- _WHAT TO WORK ON_
Could the data below be copied out in full, word for word?

- _PROVIDED INFORMATION_
────────────────────────────────────────

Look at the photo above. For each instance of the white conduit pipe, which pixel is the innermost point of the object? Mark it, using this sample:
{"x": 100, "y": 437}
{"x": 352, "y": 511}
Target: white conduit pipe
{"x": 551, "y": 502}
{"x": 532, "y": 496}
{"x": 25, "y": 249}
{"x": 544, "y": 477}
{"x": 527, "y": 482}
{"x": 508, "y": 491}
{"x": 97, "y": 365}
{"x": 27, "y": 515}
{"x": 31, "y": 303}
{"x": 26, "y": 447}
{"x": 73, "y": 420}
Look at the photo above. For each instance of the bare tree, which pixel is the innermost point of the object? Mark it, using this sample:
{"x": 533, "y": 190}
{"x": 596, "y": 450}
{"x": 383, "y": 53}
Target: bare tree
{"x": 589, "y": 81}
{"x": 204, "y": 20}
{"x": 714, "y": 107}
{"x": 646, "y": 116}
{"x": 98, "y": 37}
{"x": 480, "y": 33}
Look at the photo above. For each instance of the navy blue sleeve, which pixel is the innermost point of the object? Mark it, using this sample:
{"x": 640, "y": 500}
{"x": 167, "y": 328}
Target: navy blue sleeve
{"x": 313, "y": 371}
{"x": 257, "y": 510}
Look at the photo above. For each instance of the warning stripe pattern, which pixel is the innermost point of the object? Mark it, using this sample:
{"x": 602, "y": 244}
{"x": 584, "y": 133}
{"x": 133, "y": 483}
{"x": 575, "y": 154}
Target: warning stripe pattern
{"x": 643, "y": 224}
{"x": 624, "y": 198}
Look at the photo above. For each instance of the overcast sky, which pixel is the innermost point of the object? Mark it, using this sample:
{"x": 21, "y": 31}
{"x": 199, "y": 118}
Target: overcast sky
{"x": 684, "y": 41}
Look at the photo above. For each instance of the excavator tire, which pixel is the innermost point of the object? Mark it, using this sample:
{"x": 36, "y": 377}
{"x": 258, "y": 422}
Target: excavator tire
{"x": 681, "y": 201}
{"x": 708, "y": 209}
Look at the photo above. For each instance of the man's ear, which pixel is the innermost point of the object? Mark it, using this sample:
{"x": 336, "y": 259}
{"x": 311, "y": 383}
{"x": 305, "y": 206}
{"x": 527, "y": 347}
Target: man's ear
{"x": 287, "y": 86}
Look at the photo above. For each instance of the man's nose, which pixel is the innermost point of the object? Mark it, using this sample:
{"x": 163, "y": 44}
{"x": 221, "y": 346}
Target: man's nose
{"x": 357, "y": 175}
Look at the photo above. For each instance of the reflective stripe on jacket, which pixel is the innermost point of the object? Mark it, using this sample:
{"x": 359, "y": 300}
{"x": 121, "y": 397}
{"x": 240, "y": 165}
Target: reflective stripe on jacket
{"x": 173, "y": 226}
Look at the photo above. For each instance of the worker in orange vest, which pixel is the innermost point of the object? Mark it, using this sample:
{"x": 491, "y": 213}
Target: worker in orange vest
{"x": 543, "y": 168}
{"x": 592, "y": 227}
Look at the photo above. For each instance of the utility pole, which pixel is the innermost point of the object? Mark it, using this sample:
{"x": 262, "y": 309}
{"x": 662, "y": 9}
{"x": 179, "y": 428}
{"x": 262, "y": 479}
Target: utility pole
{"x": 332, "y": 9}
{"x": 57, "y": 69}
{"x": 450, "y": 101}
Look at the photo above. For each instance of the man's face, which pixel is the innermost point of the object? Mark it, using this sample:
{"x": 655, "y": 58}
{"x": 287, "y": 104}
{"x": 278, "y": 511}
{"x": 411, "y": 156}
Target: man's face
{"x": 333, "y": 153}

────────────────────────────────────────

- _TASK OUTPUT_
Look at the photo above. For each instance of the white conduit pipe, which pixel is the innermost point of the object? Mark it, using this sample:
{"x": 100, "y": 437}
{"x": 352, "y": 511}
Target: white conduit pipe
{"x": 551, "y": 502}
{"x": 532, "y": 496}
{"x": 25, "y": 249}
{"x": 544, "y": 477}
{"x": 527, "y": 482}
{"x": 508, "y": 491}
{"x": 97, "y": 365}
{"x": 27, "y": 515}
{"x": 31, "y": 303}
{"x": 26, "y": 447}
{"x": 73, "y": 420}
Look at the photo above. For each instance of the bare tree, which pixel is the innermost point of the object? Mark it, using this sample:
{"x": 533, "y": 190}
{"x": 596, "y": 450}
{"x": 383, "y": 53}
Target: bare tree
{"x": 589, "y": 81}
{"x": 204, "y": 20}
{"x": 714, "y": 107}
{"x": 646, "y": 116}
{"x": 98, "y": 37}
{"x": 480, "y": 33}
Look at the photo above. For each instance of the navy blue sleeve, which pixel is the innermost point of the object? Mark it, using this sample:
{"x": 640, "y": 500}
{"x": 167, "y": 328}
Target: navy blue sleeve
{"x": 313, "y": 371}
{"x": 257, "y": 510}
Look at the photo above. For each instance of the warning stripe pattern, which pixel is the innermost point of the object? Mark it, using this sample:
{"x": 602, "y": 244}
{"x": 584, "y": 133}
{"x": 133, "y": 483}
{"x": 575, "y": 154}
Target: warning stripe pattern
{"x": 643, "y": 224}
{"x": 624, "y": 198}
Look at the photo above. For each instance of the overcast sky, which pixel is the innermost point of the object? Mark it, using this sample:
{"x": 21, "y": 31}
{"x": 199, "y": 118}
Target: overcast sky
{"x": 684, "y": 41}
Look at the photo above. For each instance of the excavator tire, which pixel is the innermost point of the object? Mark it, using this sample:
{"x": 36, "y": 377}
{"x": 258, "y": 422}
Target: excavator tire
{"x": 681, "y": 201}
{"x": 708, "y": 209}
Look at the photo above. For each instance of the man's ear, which pixel is the innermost point of the object? Mark it, using this sample:
{"x": 336, "y": 259}
{"x": 311, "y": 383}
{"x": 305, "y": 206}
{"x": 527, "y": 347}
Target: man's ear
{"x": 287, "y": 86}
Look at the photo above. For each instance of the man's nose, which pixel is the innermost point of the object? Mark it, using this sample:
{"x": 163, "y": 44}
{"x": 221, "y": 346}
Target: man's nose
{"x": 357, "y": 175}
Look at the photo above. For each instance of the reflective stripe on jacket, which pixel is the innermost point of the object? Mark it, using this sample:
{"x": 359, "y": 300}
{"x": 121, "y": 397}
{"x": 240, "y": 165}
Target: reflective stripe on jacket
{"x": 173, "y": 226}
Look at the photo above. For each instance of the worker in orange vest, which pixel is the innermost point of the object? Mark it, using this sample:
{"x": 491, "y": 213}
Target: worker in orange vest
{"x": 543, "y": 168}
{"x": 592, "y": 227}
Look at the photo above. For each instance of the utility pole, which pixel is the innermost point of the object? Mark it, using this sample:
{"x": 262, "y": 309}
{"x": 662, "y": 9}
{"x": 179, "y": 428}
{"x": 262, "y": 479}
Target: utility pole
{"x": 332, "y": 9}
{"x": 57, "y": 69}
{"x": 450, "y": 101}
Look at the photo above. For each instance of the man's face, which pixel is the innermost point of the object? Mark it, using this sample:
{"x": 655, "y": 58}
{"x": 287, "y": 104}
{"x": 278, "y": 511}
{"x": 411, "y": 156}
Target: man's face
{"x": 333, "y": 153}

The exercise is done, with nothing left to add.